(Exercise description)
Count the lines in the material below that contain the string "chair", and reply with that number only.

_ _ _

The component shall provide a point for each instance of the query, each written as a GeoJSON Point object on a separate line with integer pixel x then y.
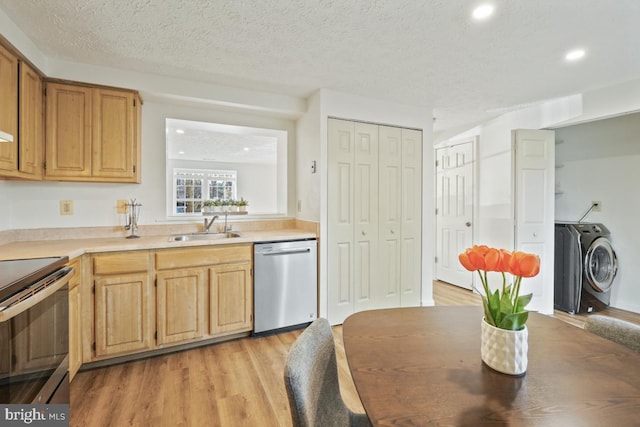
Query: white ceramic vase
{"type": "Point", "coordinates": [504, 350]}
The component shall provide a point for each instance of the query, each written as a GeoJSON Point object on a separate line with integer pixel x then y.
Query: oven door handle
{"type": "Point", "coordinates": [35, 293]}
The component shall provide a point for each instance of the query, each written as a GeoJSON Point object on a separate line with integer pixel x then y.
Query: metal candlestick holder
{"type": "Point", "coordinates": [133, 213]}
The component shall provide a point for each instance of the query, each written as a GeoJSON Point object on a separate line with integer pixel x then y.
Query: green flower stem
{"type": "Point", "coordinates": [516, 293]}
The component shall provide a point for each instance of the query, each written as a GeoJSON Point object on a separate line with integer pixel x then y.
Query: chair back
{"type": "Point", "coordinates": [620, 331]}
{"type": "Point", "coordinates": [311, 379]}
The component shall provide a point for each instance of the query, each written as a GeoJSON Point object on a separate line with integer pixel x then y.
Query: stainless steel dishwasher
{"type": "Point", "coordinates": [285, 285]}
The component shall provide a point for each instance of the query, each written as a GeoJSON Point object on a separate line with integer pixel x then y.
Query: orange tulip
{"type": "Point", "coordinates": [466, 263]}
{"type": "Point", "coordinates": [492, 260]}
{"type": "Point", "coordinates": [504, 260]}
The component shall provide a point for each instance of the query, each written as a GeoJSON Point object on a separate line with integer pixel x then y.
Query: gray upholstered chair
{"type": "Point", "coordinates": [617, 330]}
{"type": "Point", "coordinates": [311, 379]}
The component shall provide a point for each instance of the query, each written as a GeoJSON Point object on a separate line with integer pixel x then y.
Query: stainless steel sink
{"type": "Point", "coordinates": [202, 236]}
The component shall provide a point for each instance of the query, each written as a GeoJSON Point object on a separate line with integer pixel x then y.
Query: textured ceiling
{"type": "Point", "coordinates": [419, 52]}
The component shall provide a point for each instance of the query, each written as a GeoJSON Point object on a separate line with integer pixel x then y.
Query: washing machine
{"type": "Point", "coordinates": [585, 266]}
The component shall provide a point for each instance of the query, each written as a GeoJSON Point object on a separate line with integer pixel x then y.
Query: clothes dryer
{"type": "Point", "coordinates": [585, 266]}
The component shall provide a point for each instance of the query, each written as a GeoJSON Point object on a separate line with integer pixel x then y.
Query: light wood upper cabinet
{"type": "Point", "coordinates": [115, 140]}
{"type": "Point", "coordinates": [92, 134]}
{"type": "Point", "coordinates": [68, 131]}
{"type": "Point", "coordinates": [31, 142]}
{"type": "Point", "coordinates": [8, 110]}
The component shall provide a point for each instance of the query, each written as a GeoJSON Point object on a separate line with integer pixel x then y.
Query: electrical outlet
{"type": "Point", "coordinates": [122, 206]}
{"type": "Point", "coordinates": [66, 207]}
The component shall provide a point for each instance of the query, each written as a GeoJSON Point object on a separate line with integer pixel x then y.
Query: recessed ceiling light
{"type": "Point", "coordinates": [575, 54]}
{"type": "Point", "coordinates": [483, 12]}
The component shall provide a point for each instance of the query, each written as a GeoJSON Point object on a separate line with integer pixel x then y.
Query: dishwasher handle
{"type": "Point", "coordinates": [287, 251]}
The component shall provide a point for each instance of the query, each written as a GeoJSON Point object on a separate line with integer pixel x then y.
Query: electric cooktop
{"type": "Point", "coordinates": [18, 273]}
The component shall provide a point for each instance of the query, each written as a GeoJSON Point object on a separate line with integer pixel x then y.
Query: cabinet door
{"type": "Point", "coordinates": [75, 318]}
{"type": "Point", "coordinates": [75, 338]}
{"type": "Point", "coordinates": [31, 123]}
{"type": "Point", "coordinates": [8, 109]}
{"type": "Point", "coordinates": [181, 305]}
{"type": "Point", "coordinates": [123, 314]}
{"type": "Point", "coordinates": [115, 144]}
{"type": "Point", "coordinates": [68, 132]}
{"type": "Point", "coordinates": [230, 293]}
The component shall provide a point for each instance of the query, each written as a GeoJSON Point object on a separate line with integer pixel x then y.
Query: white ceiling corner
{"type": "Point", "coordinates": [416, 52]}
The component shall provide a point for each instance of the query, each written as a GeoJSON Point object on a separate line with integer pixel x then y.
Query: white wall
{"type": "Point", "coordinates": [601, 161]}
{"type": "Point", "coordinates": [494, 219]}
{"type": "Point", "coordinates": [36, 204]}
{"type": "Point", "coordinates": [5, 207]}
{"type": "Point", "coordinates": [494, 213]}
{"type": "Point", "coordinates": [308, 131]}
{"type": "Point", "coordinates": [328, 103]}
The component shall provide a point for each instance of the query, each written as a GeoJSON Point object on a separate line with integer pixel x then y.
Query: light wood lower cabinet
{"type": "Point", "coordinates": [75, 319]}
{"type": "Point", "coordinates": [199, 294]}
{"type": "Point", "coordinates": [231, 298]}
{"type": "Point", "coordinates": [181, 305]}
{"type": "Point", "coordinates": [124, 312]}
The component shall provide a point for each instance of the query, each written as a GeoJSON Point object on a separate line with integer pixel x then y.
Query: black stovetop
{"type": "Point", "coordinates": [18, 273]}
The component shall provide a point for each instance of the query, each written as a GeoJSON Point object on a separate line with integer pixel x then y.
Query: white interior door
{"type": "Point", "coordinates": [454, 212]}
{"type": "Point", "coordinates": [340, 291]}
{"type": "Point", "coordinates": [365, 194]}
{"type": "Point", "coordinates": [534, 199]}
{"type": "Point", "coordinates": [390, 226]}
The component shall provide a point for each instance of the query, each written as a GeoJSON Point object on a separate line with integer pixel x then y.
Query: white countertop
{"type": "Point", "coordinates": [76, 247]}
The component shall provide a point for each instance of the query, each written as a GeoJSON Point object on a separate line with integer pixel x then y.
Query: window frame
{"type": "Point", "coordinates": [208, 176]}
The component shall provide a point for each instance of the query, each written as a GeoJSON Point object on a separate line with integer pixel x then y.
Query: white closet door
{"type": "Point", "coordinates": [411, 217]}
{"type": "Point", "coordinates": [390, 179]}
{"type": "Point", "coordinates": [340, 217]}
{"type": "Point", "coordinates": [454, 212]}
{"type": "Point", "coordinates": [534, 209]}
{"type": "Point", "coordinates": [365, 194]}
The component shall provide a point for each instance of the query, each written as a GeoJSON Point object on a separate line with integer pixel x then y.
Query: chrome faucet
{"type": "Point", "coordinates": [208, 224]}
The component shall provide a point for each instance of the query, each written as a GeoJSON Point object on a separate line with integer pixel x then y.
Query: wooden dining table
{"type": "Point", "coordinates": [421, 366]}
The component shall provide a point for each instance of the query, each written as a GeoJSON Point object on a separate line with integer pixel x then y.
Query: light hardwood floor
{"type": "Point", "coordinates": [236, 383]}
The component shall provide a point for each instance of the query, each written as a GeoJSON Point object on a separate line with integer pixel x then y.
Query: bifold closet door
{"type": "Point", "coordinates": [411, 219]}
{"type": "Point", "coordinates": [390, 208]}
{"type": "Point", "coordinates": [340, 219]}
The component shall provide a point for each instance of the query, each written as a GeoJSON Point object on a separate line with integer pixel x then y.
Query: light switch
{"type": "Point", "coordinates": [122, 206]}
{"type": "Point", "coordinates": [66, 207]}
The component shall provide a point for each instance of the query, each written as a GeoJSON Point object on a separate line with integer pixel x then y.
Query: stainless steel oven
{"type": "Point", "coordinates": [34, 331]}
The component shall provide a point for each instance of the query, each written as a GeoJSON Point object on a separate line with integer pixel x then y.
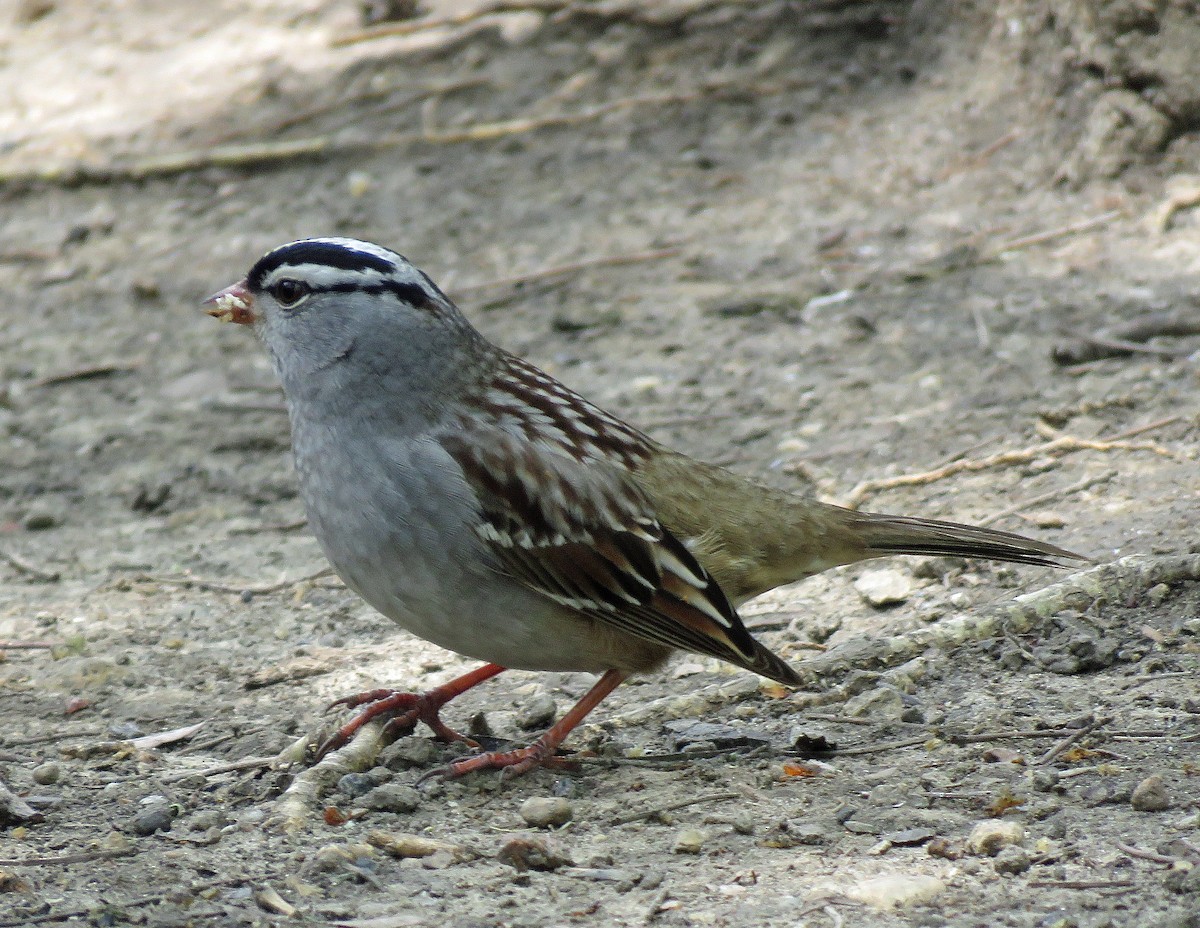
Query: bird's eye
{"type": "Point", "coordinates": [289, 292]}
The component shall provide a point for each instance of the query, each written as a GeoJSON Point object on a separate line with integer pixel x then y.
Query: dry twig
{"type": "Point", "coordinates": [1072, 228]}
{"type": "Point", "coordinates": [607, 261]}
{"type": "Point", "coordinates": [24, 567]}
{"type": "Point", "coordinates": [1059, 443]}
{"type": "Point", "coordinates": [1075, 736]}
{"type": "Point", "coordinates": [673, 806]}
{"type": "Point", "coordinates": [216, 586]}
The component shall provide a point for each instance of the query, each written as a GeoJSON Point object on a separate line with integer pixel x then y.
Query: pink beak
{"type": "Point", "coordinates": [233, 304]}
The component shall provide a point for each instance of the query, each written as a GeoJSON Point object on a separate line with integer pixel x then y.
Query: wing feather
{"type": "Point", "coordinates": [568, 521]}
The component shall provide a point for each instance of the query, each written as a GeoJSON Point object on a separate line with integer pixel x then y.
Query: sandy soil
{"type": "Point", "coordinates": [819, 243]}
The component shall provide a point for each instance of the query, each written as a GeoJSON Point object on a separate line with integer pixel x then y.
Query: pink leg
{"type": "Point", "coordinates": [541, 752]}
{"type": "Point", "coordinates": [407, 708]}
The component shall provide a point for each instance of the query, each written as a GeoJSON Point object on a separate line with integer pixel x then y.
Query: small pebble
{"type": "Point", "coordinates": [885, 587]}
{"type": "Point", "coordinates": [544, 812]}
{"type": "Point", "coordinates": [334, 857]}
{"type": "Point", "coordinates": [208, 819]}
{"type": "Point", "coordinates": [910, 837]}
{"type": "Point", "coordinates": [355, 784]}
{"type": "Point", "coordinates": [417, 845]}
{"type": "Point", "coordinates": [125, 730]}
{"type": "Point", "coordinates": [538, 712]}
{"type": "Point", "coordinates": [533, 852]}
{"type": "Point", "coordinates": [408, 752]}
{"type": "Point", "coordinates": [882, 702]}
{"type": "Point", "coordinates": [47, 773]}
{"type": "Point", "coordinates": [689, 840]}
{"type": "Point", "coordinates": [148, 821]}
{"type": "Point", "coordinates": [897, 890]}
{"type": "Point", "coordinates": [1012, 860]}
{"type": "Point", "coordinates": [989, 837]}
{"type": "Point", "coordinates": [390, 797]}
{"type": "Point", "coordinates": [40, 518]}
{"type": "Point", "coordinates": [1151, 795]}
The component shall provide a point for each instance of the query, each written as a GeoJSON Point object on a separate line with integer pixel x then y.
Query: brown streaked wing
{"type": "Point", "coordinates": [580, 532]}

_ _ _

(Exercise output)
2